------ INFORMATION SHOWN ------

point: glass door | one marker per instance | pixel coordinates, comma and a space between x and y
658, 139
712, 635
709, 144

------
------ INFORMATION SHOWN ------

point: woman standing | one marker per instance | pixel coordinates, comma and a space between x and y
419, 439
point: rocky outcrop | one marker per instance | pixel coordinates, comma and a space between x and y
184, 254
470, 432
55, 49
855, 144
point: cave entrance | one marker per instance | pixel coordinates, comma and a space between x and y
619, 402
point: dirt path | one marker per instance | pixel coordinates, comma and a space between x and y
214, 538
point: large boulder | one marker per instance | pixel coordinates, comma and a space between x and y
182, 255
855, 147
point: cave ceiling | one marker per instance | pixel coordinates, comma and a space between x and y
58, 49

------

Tally the lines in the material above that contain the string "pixel", and reply with the number alone.

TASK RESPONSE: 7